* [Work required]:
Rewrite the rows that begin at the line containing "Where can you see the concrete" and end at the line containing "column 370, row 365", changing "canopy roof" to "awning" and leaving everything else the same. Give back only those lines.

[Dataset rows about object locations]

★ ★ ★

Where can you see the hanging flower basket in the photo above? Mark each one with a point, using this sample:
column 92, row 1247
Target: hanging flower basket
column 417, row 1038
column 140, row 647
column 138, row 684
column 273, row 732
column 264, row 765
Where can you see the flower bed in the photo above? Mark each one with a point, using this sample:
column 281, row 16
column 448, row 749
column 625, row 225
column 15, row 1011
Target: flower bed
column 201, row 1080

★ ★ ★

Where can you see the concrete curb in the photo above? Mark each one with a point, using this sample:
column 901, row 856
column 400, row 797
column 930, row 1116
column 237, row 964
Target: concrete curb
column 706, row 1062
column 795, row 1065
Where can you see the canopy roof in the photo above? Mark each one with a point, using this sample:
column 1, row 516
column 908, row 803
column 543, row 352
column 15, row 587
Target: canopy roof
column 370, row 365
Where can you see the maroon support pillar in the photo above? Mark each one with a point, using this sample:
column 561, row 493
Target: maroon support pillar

★ ★ ★

* [Output for this task]:
Where can you see the concrete curb in the photo above? Mark each one with a point, using this sample:
column 901, row 856
column 400, row 797
column 930, row 1116
column 237, row 964
Target: concrete curb
column 706, row 1062
column 795, row 1065
Where can you see the awning in the photo above? Mark each one with a point, using this sample:
column 1, row 516
column 908, row 803
column 543, row 352
column 15, row 587
Target: awning
column 370, row 365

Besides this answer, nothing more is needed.